Please reproduce the entries below exactly from the line with "point per instance: bare" through their last line, leaving out any pictures.
━━━ Material provided
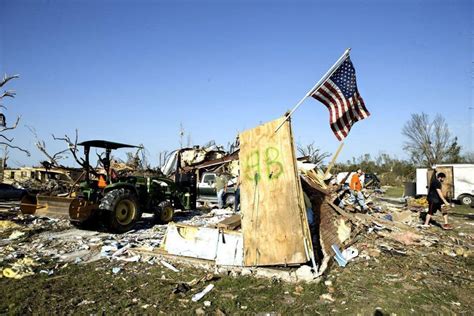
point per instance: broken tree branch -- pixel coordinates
(7, 78)
(3, 129)
(16, 147)
(8, 93)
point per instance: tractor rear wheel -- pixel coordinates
(165, 212)
(122, 208)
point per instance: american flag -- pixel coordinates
(340, 95)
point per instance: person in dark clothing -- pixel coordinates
(436, 200)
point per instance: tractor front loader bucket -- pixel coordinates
(49, 206)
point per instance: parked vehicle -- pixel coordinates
(207, 189)
(9, 192)
(459, 183)
(118, 200)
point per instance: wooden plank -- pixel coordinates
(274, 222)
(230, 223)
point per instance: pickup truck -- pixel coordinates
(207, 189)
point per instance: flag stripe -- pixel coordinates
(340, 95)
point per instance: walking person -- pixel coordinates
(436, 200)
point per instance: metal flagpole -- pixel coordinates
(318, 84)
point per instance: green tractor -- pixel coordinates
(119, 201)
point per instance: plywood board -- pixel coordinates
(274, 224)
(230, 250)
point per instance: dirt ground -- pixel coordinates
(418, 279)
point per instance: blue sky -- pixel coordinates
(132, 71)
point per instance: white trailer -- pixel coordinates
(462, 185)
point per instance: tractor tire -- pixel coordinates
(164, 213)
(466, 199)
(229, 199)
(121, 208)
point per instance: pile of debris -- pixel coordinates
(290, 226)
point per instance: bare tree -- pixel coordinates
(314, 153)
(4, 140)
(430, 142)
(468, 157)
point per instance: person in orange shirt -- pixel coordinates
(355, 181)
(356, 190)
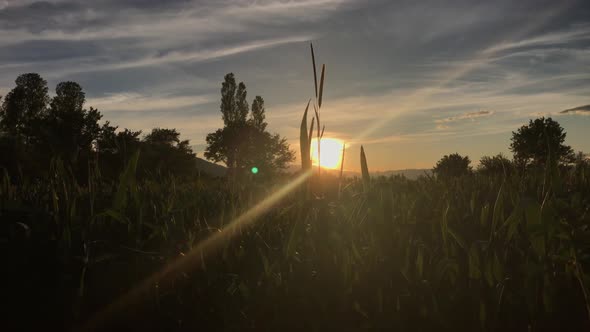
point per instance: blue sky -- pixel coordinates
(409, 80)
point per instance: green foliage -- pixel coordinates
(244, 142)
(540, 140)
(495, 165)
(453, 165)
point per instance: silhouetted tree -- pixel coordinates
(163, 152)
(453, 165)
(21, 114)
(24, 106)
(243, 142)
(69, 129)
(534, 143)
(257, 117)
(497, 164)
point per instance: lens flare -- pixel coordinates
(330, 152)
(194, 258)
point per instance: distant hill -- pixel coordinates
(411, 174)
(210, 168)
(577, 110)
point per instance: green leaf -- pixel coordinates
(304, 143)
(365, 170)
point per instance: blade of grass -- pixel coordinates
(365, 170)
(315, 76)
(321, 86)
(303, 141)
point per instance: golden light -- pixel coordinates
(330, 152)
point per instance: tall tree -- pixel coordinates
(495, 165)
(541, 139)
(257, 117)
(69, 128)
(24, 105)
(164, 152)
(241, 104)
(244, 142)
(228, 99)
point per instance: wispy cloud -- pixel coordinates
(138, 102)
(465, 116)
(581, 110)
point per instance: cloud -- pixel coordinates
(580, 110)
(465, 116)
(137, 102)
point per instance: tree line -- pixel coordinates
(537, 145)
(37, 130)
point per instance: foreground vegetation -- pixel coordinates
(472, 253)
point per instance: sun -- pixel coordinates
(330, 152)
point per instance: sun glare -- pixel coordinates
(330, 152)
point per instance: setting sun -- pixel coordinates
(330, 152)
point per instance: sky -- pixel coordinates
(409, 80)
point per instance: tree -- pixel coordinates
(497, 164)
(541, 139)
(453, 165)
(164, 152)
(257, 116)
(23, 106)
(69, 129)
(243, 142)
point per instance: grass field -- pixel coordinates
(471, 253)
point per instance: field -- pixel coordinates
(470, 253)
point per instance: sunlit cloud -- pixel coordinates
(581, 110)
(138, 102)
(465, 116)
━━━━━━
- [Answer section]
point per instance: bare tree -- pixel coordinates
(314, 153)
(4, 140)
(430, 142)
(468, 157)
point per instance: person in orange shirt -- pixel coordinates
(355, 181)
(356, 190)
point per instance: blue sky -- pixel coordinates
(409, 80)
point per instance: green foliage -- pixel coordinates
(244, 142)
(540, 140)
(495, 165)
(453, 165)
point per instance: silhouetted tree -- pixel coordinates
(163, 152)
(453, 165)
(21, 114)
(24, 106)
(243, 142)
(69, 129)
(534, 143)
(257, 117)
(497, 164)
point per instance: lens flare -- pixel coordinates
(330, 152)
(194, 258)
point per instance: distant hill -- pixel coordinates
(411, 174)
(210, 168)
(577, 110)
point per instance: green leaf -- pixel coordinates
(304, 143)
(365, 170)
point per instance: blade of grass -- pixel coordinates
(365, 170)
(315, 76)
(321, 86)
(303, 141)
point per instance: golden light -- pixel coordinates
(330, 152)
point per instance: tall tree -- pixel coordinates
(495, 165)
(541, 139)
(257, 117)
(69, 128)
(24, 105)
(164, 152)
(241, 104)
(244, 142)
(228, 99)
point per instance: wispy cloud -- pixel coordinates
(138, 102)
(465, 116)
(581, 110)
point per instance: cloud -- pixel coordinates
(580, 110)
(465, 116)
(137, 102)
point per instance: tree line -- pixel coordinates
(537, 145)
(37, 130)
point per instance: foreground vegetation -- pixel coordinates
(472, 253)
point per instance: sun -- pixel coordinates
(330, 152)
point per instance: sun glare -- pixel coordinates
(330, 152)
point per instance: setting sun -- pixel coordinates
(330, 152)
point per instance: sky -- pixel coordinates
(409, 80)
point per instance: tree -- pixel coordinates
(497, 164)
(541, 139)
(453, 165)
(164, 152)
(257, 116)
(23, 106)
(69, 129)
(243, 142)
point per instance: grass field -- pixel coordinates
(471, 253)
point per instance: field -- pixel coordinates
(470, 253)
point per instance: sunlit cloud -- pixel coordinates
(581, 110)
(138, 102)
(465, 116)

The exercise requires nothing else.